# Task to complete
Copy the material below word for word, covering all of it, and leave the pictures out of your copy.

# Supplied data
================================
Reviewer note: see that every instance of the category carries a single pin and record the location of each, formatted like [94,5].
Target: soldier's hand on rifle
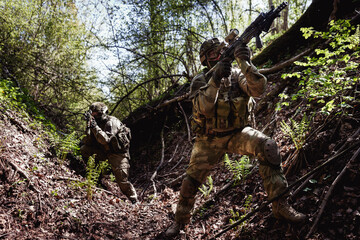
[222,69]
[92,122]
[87,115]
[242,52]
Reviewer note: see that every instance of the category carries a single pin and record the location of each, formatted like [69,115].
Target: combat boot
[174,230]
[282,210]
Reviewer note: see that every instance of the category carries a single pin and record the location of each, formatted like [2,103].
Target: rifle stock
[261,24]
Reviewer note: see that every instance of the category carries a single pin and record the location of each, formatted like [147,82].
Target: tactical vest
[231,111]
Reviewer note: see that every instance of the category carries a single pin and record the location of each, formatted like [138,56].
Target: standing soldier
[108,138]
[221,105]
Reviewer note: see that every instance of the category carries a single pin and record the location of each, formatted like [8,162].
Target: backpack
[124,137]
[120,143]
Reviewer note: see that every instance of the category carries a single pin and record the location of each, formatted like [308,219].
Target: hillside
[43,198]
[311,109]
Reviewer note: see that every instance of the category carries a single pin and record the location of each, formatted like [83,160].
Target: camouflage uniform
[220,121]
[99,140]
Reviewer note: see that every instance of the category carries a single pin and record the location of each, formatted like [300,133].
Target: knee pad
[271,153]
[189,187]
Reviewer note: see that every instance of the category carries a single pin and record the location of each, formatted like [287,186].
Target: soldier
[221,105]
[108,138]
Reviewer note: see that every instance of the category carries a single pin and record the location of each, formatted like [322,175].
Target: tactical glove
[242,52]
[222,69]
[92,122]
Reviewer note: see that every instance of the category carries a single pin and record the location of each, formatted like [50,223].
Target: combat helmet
[101,108]
[205,47]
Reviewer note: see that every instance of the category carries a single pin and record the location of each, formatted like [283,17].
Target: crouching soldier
[108,138]
[221,106]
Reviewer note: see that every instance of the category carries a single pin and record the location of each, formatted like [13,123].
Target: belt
[221,134]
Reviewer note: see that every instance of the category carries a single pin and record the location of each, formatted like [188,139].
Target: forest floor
[44,197]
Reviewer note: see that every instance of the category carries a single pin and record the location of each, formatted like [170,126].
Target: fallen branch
[330,191]
[176,99]
[17,168]
[287,63]
[78,180]
[161,160]
[263,205]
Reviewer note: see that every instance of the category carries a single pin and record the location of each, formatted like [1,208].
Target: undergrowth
[329,77]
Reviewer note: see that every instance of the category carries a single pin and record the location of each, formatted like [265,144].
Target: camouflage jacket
[226,108]
[106,132]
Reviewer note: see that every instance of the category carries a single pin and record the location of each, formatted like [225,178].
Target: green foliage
[236,216]
[297,131]
[328,77]
[206,189]
[43,47]
[239,168]
[64,144]
[20,101]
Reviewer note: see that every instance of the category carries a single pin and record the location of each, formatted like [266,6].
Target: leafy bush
[328,76]
[240,168]
[297,131]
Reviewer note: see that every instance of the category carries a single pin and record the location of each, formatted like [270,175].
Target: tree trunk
[316,16]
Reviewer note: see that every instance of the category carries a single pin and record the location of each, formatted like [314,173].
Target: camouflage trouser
[119,164]
[207,152]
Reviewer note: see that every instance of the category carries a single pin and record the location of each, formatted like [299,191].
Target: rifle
[261,24]
[88,118]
================================
# The result
Reviewer note: see that every instance of the category carries a single pin and record the location of each, formatted like [94,5].
Target: soldier's hand on rifle
[222,69]
[92,122]
[87,115]
[242,52]
Reviewer note: see that every instance of the category carries a single pin and record the location of each, formatted like [69,115].
Target: combat boot
[174,230]
[282,210]
Reviewer note: see that every instance of the category carries a single pin and record the location of each, formatted like [2,103].
Target: rifle stock
[261,24]
Reviewer note: see that every instance of the category carries a single pin and record the location of each, formatted like [147,82].
Target: tactical vest
[231,111]
Reviewer note: see that every instance of the category carries a single pin and record the location of each, formatted like [138,56].
Target: standing soldier
[108,138]
[221,105]
Reviewer note: see that every instance of the category carries a single pin and record the location of each, formatted like [8,162].
Target: backpack
[124,137]
[120,143]
Reviewer note: see that every instance of the category carries a single pin and record the location of each, formatted like [308,219].
Target: hillside
[43,198]
[311,109]
Reviewer note: see that every instance of the category carries a single pin and record the location of each, formatted like [83,160].
Target: camouflage uniform
[220,121]
[99,140]
Reviewer note: see that every instance of the category carries a single pin and record the location of each, formatted like [300,133].
Target: knee pad
[271,153]
[189,187]
Reviewer note: see that every instance of the category carries a single pin and record the location of each, formatted like [287,186].
Target: soldier
[221,105]
[108,138]
Reviewer note: see that every instance of the category carries a single pin and record the location of each, formatted like [322,175].
Target: tactical glove
[242,52]
[222,69]
[92,122]
Reviewer note: see that every instance of the category carries a single pin and record the location of each, formatted like [50,223].
Target: combat helmet
[101,108]
[205,47]
Reviewer note: see that every instance of the category carries a single pin and record the location of each, formatted like [283,17].
Target: crouching soldier
[108,138]
[221,106]
Reviewer note: see that every instance of the category carries a single pin and record the location of each, formatted like [13,123].
Target: belt
[221,134]
Reviewer note: see that every instance of the category carries a single pin and record the location of each, formatted like [188,139].
Target: forest floor
[44,197]
Reviewer note: see that every instance of the category carries a single pin and record the location of each, formatted like [170,126].
Target: fallen branch
[330,191]
[176,99]
[17,168]
[287,63]
[78,180]
[161,160]
[263,205]
Reviewer note: see that every instance of the category carries a single pin and record the location of each, formatted like [1,208].
Target: undergrowth
[329,77]
Reviewer note: see that every instance of the category carries a single pin and record the location of each, formatted like [265,144].
Target: camouflage jacket
[226,108]
[106,132]
Reviewer note: see that every instance of the category carries a single pin and record the location of each, formatted like [225,178].
Target: green foliage
[236,216]
[297,131]
[328,77]
[206,189]
[43,47]
[239,168]
[64,144]
[20,101]
Reviewer note: see that every instance of the category carries a single pin and record the location of each, formatted like [266,6].
Target: leafy bush
[328,76]
[240,168]
[297,131]
Reviewer note: see that every instance of the category carries a single pin and record the location of each, formatted like [270,175].
Target: tree trunk
[316,16]
Reviewer note: see that every instance of the category carries a single pin and record the location of each, formatted like [314,173].
Target: camouflage trouser
[119,164]
[207,152]
Reviewer note: see that every instance of the category carries a single pin and record the location of each, formatted like [299,191].
Target: rifle
[261,24]
[88,118]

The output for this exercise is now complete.